- [PASSAGE EXTRAIT]
▼▼▼

Octavia Butler, La parabole des talents (traduction d’Iawa Tate)

 

Comment Internet aggrave-t-il les inégalités mondiales ?

Quels savoirs sont, et ne sont pas, représentés sur Internet ?

Qui produit ces savoirs et comment ?

Quel Internet et quelles libertés défendons-nous vraiment ?

La connaissance

Seule une infime partie des systèmes de savoirs de la planète est disponible dans des livres ou sous d’autres formes visuelles et orales. Malgré son pouvoir d’égalisation et d’émancipation, Internet biaise encore plus les connaissances que nous utilisons au quotidien.

Selon une étude de Google en 2010, il existe environ 130 millions de livres dans au moins 480 langues. Parmi eux, seuls 20% sont en libre accès dans le domaine public et 10 à 15% disponibles sous format imprimé.. Notre monde compte 7 milliards de personnes parlant près de 7000 langues et dialectes différents. Ainsi, environ 7% des langues seulement sont encapsulées dans des documents publiés ; les connaissances mondiales qui sont converties en formats numériques sont encore moins nombreuses, sans parler de celles qui sont ensuite disponibles sur Internet.

Nous mettons en œuvre des méthodes et des ressources pour centrer les savoirs et expertises des communautés marginalisées sur Internet, en commençant par Wikipédia. Le référentiel de connaissance de Wikipédia, l’un des sites web les plus visités au monde, est un bon indicateur de ce qui est disponible sur Internet en général. Or, il n’est pas représentatif des connaissances de la planète.

Prenons Wikipédia comme indicateur indirect de la connaissance disponible en ligne : seulement 20% de la population (majoritairement des contributeurs masculins blancs nord-américains et européens) contribue actuellement à 80% des contenus de Wikipédia, et on estime qu’une contributrice sur dix s’identifie comme femme.

Mark Graham et ses collègues de l’Oxford Internet Institute ont montré que 84% des articles de Wikipédia portent sur l’Europe et l’Amérique du Nord. La plupart des articles sur les pays du Sud sont également rédigés par des personnes originaires des pays du Nord. Ainsi, même lorsque le contenu existe, les représentations restent faussées.

Des communautés ont montré la voie, telles que les Dalits d’Inde et des Etats-Unis, les féministes queers de Bosnie-Herzégovine et les Amérindiennes et Amérindiens Kumeyaay. Elles ont cartographié leurs propres connaissances, ont identifié des lacunes importantes sur Wikipédia et les ont comblées en créant et améliorant les contenus correspondants. Nous soutenons et relayons ces initiatives et sommes également à la recherche de nouvelles opportunités d’alliances pour créer de l’espace pour d’autres communautés en ligne.

Les questions qui nous tiennent à cœur :

  • Qui participe à la production des connaissances ?
  • Comment diversifier les sources de connaissances ?
  • La « neutralité » est-elle une vertu ?

La surveillance, la vie privée et la sécurité

Le numérique a marqué le début d’une ère inédite de surveillance, à la fois individuelle et de masse. Certains États ont pris des mesures pour faire face aux tensions intrinsèques entre la collecte de données non-régulée et la vie privée. Dans l’Union Européenne, le « droit à l’oubli » est inscrit dans la loi et le nouveau règlement européen à la protection des données limite la manière dont les organisations peuvent utiliser les données personnelles. Depuis quelques années, les révélations d’Edward Snowden et d’autres ont mis au jour la manière dont les États (y compris l’Union Européenne) surveillent indûment leurs citoyen·nes et les défenseur·es des droits humains.

▲▲▲

- [LIGNES FOURNIES]
▼▼▼

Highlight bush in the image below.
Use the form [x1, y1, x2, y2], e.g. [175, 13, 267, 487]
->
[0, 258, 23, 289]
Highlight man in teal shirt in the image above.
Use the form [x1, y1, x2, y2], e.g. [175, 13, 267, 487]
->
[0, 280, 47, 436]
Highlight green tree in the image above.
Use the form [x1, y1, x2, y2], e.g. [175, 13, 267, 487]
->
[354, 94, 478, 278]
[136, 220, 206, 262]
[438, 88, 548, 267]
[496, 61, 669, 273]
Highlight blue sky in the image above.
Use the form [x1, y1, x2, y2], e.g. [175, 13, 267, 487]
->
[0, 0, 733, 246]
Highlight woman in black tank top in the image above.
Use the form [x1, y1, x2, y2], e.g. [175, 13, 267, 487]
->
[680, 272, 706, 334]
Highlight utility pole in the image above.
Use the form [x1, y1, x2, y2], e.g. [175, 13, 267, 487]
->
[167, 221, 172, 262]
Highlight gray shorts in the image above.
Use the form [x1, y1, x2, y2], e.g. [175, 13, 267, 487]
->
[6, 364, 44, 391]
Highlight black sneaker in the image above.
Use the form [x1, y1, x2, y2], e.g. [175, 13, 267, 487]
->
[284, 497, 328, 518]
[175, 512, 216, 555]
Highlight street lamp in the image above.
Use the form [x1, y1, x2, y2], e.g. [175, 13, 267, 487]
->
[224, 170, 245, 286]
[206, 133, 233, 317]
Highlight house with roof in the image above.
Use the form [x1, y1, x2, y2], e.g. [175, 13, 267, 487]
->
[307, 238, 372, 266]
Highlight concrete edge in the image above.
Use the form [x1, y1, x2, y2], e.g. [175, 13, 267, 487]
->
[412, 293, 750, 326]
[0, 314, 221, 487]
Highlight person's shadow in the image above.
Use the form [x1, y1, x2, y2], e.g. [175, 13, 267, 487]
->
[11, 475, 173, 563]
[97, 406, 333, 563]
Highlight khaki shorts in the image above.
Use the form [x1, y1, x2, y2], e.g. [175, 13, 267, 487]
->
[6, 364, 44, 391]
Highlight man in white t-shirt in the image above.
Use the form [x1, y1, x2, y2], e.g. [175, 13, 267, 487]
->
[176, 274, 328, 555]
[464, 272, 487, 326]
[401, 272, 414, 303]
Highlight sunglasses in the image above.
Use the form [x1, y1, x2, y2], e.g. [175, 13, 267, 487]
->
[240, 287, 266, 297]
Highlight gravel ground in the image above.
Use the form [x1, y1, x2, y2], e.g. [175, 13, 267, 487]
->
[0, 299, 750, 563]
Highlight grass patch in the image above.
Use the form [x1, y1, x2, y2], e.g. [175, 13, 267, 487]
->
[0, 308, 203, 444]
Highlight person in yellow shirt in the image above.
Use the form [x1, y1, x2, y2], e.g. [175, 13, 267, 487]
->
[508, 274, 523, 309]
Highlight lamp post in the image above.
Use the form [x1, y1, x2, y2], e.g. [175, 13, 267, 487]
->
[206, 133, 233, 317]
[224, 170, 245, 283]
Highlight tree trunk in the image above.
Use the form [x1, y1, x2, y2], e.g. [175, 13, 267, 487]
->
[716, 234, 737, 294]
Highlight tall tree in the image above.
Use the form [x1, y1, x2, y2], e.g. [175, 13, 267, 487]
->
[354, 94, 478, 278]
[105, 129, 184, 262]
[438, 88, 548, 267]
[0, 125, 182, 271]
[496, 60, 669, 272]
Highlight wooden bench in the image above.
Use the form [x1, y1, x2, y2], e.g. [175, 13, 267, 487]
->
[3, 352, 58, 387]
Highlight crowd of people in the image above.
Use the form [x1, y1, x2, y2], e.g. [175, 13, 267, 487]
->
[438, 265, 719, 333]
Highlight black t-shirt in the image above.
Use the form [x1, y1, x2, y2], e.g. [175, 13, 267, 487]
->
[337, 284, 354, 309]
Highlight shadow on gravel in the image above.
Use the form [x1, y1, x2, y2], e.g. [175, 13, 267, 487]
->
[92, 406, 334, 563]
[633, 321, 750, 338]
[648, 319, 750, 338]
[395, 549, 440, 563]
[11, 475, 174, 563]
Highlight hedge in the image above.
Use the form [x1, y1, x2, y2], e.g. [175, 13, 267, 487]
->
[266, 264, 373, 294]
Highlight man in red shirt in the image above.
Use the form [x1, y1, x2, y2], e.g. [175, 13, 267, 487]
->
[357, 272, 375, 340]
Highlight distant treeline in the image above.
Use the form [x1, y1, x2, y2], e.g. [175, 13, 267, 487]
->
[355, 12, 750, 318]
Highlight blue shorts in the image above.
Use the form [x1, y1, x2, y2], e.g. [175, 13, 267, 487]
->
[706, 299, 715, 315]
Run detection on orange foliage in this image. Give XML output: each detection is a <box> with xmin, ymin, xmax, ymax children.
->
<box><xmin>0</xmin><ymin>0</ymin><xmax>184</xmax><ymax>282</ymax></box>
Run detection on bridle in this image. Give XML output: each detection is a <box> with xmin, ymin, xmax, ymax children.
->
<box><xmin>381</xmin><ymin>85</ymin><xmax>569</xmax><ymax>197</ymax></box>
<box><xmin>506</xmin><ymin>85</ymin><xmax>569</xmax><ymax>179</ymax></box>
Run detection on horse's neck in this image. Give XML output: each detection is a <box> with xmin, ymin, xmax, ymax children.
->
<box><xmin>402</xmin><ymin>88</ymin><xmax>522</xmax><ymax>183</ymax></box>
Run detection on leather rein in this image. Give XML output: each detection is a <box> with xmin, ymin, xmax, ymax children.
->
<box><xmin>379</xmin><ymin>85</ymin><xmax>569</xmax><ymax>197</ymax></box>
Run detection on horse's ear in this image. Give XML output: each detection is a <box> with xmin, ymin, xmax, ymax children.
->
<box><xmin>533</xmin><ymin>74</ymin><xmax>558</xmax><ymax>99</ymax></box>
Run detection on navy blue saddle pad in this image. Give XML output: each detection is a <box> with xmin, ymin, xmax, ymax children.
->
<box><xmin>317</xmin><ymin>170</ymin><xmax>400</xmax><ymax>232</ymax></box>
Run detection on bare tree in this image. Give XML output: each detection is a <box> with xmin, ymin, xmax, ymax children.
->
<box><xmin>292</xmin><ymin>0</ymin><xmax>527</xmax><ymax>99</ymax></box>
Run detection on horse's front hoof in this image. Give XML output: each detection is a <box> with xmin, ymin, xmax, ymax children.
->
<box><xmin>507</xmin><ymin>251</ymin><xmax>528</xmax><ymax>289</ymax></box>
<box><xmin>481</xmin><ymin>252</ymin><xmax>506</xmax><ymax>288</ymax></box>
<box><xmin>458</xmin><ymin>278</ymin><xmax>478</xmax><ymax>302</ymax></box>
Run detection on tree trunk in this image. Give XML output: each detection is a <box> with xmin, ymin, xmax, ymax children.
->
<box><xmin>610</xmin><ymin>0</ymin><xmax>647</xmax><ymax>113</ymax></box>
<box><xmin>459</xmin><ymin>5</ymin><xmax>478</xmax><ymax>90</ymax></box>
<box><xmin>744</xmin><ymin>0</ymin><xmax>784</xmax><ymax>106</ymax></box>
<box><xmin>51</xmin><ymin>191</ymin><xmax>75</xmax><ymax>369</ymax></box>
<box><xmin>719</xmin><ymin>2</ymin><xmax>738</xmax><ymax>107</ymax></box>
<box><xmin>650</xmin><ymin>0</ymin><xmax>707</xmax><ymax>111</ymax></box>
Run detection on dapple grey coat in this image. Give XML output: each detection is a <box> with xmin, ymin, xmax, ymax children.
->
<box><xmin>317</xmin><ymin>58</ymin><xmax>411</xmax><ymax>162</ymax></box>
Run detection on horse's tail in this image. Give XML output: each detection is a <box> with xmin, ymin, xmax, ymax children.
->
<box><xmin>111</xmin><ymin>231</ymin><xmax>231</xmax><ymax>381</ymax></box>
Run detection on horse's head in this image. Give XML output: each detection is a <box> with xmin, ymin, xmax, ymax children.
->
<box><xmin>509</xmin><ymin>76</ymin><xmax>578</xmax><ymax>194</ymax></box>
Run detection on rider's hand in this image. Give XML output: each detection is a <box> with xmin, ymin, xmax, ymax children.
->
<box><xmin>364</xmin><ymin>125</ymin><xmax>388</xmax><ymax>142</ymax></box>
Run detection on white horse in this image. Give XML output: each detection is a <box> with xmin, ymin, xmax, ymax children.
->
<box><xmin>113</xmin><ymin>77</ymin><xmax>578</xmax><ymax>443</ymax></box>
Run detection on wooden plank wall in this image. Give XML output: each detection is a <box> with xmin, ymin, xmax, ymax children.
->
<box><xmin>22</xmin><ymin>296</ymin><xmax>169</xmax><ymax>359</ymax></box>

▲▲▲

- [OBJECTIFS]
- A) Recopiez fidèlement la partie du texte sur Internet et les savoirs qui commence par les mots contenant « Octavia Butler, La » et se termine par « et comment ? ».
- B) Résumez en trois phrases le texte sur Internet et les savoirs.
- C) Rédigez la suite du texte sur Internet et les savoirs à partir du point où il s'interrompt.

- [RÉSULTATS OBTENUS]
- A)
Octavia Butler, La parabole des talents (traduction d’Iawa Tate)

 

Comment Internet aggrave-t-il les inégalités mondiales ?

Quels savoirs sont, et ne sont pas, représentés sur Internet ?

Qui produit ces savoirs et comment ?

- B) Seule une infime partie des savoirs mondiaux est publiée, et une part encore plus faible est numérisée puis mise en ligne, si bien qu'Internet biaise davantage les connaissances utilisées au quotidien. Sur Wikipédia, bon indicateur de ce qui est disponible en ligne, 20 % de la population, surtout des hommes blancs nord-américains et européens, produit 80 % des contenus, et 84 % des articles portent sur l'Europe et l'Amérique du Nord. Le numérique a aussi ouvert une ère inédite de surveillance, que l'Union européenne encadre par le droit à l'oubli et par son règlement sur la protection des données, même si des révélations comme celles d'Edward Snowden ont montré que des États surveillent indûment leurs citoyens.

- C)
Les inégalités sont au cœur des enjeux de la surveillance et de la vie privée à l’ère du numérique. Tandis que la vie privée devient un privilège protégé dans les pays du Nord, l’extraction de données dans les pays du Sud tend à s’accélérer.

La surveillance numérique est marquée par des facteurs politiques et socio-économiques. Ainsi, les défendeur·es des droits humains et les défendeur·es politiques sont souvent la cible d’actions de surveillance. Le collectif Tactical Technology a montré que les États mènent souvent des actions contre la sécurité et la vie privée des défendeur·es des droits humains, qui vont du harcèlement régulier à des formes plus extraordinaires. Les idées et projets politiques divergents (y compris la démocratisation d’Internet) disposent ainsi d’un espace restreint sur Internet.

Par ailleurs, les femmes, les personnes ayant une identité de genre non-hétéronormative et les minorités visibles sont exposées à des risques importants de harcèlement en ligne. Le rapport des Nations Unies sur la cyberviolence entre les femmes et les jeunes filles révèle que 73% des femmes ont déjà été confrontées d’une manière ou d’une autre à des violences en ligne.

Internet est un environnement souvent hostile pour ces communautés marginalisées qui y expriment leurs opinions, alors qu’elles subissent déjà des discriminations hors ligne. Pour rendre Internet accueillant pour tout le monde, il est crucial de prendre en compte les enjeux particuliers auxquels certaines communautés font face en termes de vie privée. Ainsi, le concept de respect de la vie privée doit englober aussi bien le droit à la non-ingérence que le droit des personnes menacées à être en sécurité. Les politiques de confidentialité des entreprises du numérique ont souvent des effets négatifs sur la diversité et la participation en ligne. Par exemple, la politique dite du « vrai nom » mise en oeuvre par Facebook a eu des effets délétères sur les communautés LGBTQI et amérindiennes.

Les questions qui nous tiennent à cœur :

  • Quels sont les liens entre respect de la vie privée et privilège du point de vue de l’origine géographique, la classe, la race et le genre ?
  • Qui sont les personnes qui sont vraiment protégées par un droit à la vie privée ?
  • Qui sont les personnes dont la sécurité est considérée comme importante ?
  • Comment s’assurer que le respect de la vie privée va plus loin que le principe passif de non-intervention, et inclut le devoir de protéger ?
  • Comment combler le fossé des connaissances qui existe actuellement entre les internautes et les décideur·ses en matière de politiques publiques sur les données ?
  • Comment construire des réseaux de solidarité entre les internautes dont la vie privée est en jeu et les projets numériques qui visent à la défendre ?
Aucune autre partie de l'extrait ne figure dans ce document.